• _WORK TO BE COMPLETED_
Would you copy out the lines of the records below, starting at the line that contains "of the roof" and ending at the last line of the records, without changing a character?

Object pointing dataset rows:
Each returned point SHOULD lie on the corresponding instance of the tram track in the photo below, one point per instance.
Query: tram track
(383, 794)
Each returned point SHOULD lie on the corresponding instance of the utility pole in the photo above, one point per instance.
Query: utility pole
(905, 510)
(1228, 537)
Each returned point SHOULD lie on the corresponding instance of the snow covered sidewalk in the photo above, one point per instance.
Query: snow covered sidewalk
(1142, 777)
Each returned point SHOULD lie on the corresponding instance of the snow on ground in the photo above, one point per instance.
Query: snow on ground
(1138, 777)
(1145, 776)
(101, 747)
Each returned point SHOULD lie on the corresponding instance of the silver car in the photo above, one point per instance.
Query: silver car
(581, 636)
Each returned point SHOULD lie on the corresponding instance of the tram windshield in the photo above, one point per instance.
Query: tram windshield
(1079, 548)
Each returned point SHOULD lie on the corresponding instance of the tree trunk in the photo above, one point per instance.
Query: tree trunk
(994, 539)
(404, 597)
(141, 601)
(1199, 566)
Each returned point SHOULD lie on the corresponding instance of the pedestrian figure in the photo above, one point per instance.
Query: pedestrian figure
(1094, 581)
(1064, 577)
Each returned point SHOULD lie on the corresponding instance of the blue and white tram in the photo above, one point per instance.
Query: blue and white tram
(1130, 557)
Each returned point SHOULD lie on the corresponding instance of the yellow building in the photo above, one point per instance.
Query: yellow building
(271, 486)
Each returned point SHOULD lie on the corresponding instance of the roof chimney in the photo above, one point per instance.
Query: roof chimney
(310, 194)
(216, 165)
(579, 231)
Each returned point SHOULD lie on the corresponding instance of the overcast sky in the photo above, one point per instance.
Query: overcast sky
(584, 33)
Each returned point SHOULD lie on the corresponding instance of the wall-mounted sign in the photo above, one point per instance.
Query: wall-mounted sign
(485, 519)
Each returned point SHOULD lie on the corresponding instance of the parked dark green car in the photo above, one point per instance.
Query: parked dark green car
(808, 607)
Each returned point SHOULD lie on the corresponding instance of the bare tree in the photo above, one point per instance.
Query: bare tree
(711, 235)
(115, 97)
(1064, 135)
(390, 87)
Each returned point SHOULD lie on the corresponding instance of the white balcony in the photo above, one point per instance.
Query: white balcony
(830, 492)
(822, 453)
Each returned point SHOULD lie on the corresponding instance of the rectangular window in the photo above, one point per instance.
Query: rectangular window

• _EXERCISE OUTPUT_
Each returned point SHOULD lie on the corresponding instance of the roof chimney in the photo above, one point per instance.
Query: roof chimney
(310, 194)
(216, 165)
(579, 231)
Each returned point SHOULD lie on the corresponding instance of the overcast sky in the photo above, one point per instance.
Query: overcast sky
(584, 33)
Each returned point SHOULD lie on the corresponding instance of the wall-mounted sign in the photo above, one point per instance.
Query: wall-mounted sign
(485, 519)
Each returned point SHOULD lie on the corresponding instance of the parked dark green car in the photo above, one point per instance.
Query: parked dark green car
(808, 607)
Each returned point SHOULD lie on the corresponding instance of the bare tree in the photo above, one point per instance.
Query: bare tree
(711, 235)
(115, 97)
(1064, 135)
(390, 87)
Each returned point SHOULD lie on the corresponding instance of the white balcony in the photo above, one point per instance.
Query: white balcony
(830, 492)
(822, 453)
Each returned point SHOULD lie on the corresponding instance of the rectangular window in the photo above, one point per instance.
Query: rectangular window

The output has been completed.